## Supplied passage
■ ■ ■ ■ ■
A succession list detailing who replaces an incapacitated prime minister should be guaranteed in law, an MP has said, amid concerns for the health of Boris Johnson.
Conservative Peter Bone welcomed the government’s foresight to have foreign secretary and first secretary of state Dominic Raab as Johnson’s formal deputy after the PM was admitted to intensive care following a worsening of his coronavirus symptoms.
But the MP for Wellingborough said it is unclear what would happen if Raab should also fall ill, adding there is a need for legal certainty.
Bone’s Prime Minister (Temporary Replacement) bill could be debated in the Commons this summer and he hopes MPs will support his proposal, which he has moved several times previously over the years.
Bone told the PA news agency: “The first thing I’d want to say is my thoughts and prayers, and I’m sure those of my constituents, are for Boris and Carrie [Symonds, Johnson’s fiancée] and hoping they will make a speedy recovery.
“The second point is there had been an ad hoc arrangement put in place so that Dominic Raab became effectively prime minister, he’s effectively prime minister at the moment, and I’m pleased that happened so there isn’t an immediate crisis.
■ ■ ■ ■ ■
## Given material

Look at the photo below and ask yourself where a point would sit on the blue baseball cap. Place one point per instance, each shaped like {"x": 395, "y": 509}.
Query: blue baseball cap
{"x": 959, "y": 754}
■ ■ ■ ■ ■
## Assignment
Please quote the part of the article on prime ministerial succession that opens with the words containing "Bone’s Prime Minister" and closes with "a speedy recovery.". This data has no connection to the article on prime ministerial succession.

## Output for this exercise
Bone’s Prime Minister (Temporary Replacement) bill could be debated in the Commons this summer and he hopes MPs will support his proposal, which he has moved several times previously over the years.
Bone told the PA news agency: “The first thing I’d want to say is my thoughts and prayers, and I’m sure those of my constituents, are for Boris and Carrie [Symonds, Johnson’s fiancée] and hoping they will make a speedy recovery.